### AIM OF THE EXERCISE:
Rescale the records from their first line through the line containing "240,238,257,248", both included, and output all of those lines, requests included. Multiply each bounding-box coordinate in the answers by 2.35 and round to whole numbers with halves rounded up, leaving the request numbers and format samples unchanged, and omit the pictures.

___

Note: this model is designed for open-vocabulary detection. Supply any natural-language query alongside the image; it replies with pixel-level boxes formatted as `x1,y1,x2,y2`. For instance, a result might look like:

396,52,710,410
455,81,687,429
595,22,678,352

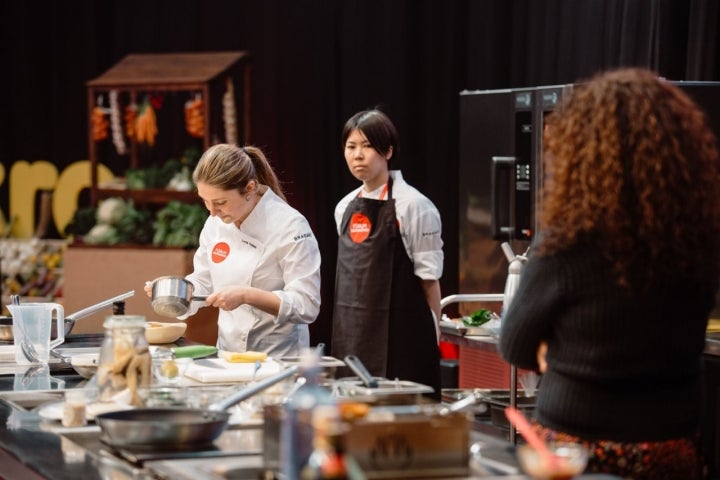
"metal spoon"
10,295,42,363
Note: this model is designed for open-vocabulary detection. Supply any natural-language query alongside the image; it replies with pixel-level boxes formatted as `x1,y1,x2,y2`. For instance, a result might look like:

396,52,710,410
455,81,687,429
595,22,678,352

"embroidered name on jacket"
240,238,257,248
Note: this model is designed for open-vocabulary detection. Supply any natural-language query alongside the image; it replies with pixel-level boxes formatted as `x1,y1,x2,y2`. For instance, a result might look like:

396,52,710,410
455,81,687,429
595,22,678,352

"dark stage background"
0,0,720,343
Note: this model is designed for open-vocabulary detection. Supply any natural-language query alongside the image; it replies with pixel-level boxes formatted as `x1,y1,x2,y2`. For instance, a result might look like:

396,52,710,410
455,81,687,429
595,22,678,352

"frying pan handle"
345,355,377,388
208,365,298,410
65,290,135,322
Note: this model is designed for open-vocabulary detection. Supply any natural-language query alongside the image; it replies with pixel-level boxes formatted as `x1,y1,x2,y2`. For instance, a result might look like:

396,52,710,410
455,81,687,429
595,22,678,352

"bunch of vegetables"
185,95,205,138
83,197,152,245
65,197,208,248
153,201,208,248
135,96,158,147
0,238,66,298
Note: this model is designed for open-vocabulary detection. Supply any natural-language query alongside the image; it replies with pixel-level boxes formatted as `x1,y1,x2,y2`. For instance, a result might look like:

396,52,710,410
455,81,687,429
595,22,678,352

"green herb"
153,200,208,248
462,308,492,327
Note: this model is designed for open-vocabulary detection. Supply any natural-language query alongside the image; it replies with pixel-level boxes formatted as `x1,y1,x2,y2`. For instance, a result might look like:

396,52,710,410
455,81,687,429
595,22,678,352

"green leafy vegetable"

___

### FINAL ANSWER:
Note: this model is designed for open-vocabulary detection. Supply any natural-language query alongside the image; it replies with pixel-level boxes formatted as `x1,y1,x2,y2`. For instance, a result might look like:

396,52,710,410
455,81,687,429
595,22,678,352

"metal spoon"
24,693,99,853
Note: this model is designed for open-vocabulary detection. Supply any natural-language query alongside the image; it replies with pixel-level boxes formatted as `x1,y1,x2,y2`. For instance, a result might look like:

396,52,710,410
455,81,687,429
595,22,678,352

"embroidered name on jacket"
564,559,604,583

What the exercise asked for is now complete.